- [What is needed]:
Would you repeat, exactly as given, the line with "Each instance of the white" and every line after it to the end of the entries?

:: Entries supplied

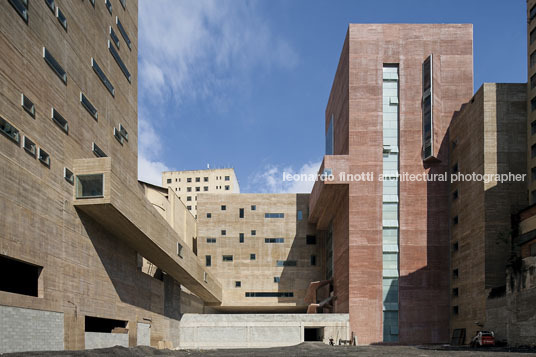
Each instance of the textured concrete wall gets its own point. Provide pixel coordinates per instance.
(30, 330)
(257, 330)
(103, 340)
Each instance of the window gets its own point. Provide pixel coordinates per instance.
(103, 77)
(51, 61)
(60, 121)
(274, 215)
(68, 175)
(274, 240)
(119, 61)
(90, 186)
(61, 18)
(27, 105)
(89, 107)
(51, 5)
(286, 263)
(44, 157)
(19, 277)
(29, 146)
(123, 32)
(269, 294)
(108, 6)
(98, 151)
(118, 136)
(114, 37)
(313, 260)
(9, 130)
(21, 8)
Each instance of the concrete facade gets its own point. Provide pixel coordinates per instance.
(486, 137)
(353, 211)
(258, 243)
(188, 184)
(258, 330)
(30, 330)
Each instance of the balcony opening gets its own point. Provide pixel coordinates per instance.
(313, 334)
(98, 324)
(19, 277)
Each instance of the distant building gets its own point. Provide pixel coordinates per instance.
(188, 184)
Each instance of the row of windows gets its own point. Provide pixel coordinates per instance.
(253, 256)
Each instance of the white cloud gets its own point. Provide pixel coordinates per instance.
(270, 180)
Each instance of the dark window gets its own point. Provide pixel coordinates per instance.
(19, 277)
(97, 324)
(269, 294)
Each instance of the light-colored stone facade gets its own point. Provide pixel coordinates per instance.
(188, 184)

::::

- [Response area]:
Each instance of the white cloud gets its own point. Provide pixel coordinates per instance.
(270, 180)
Each instance of the dark window gets its own point. Provide pixel coordinates per instance.
(19, 277)
(97, 324)
(269, 294)
Each instance of the light-colored stone facade gets its own point. Provide pixel coordinates per instance.
(188, 184)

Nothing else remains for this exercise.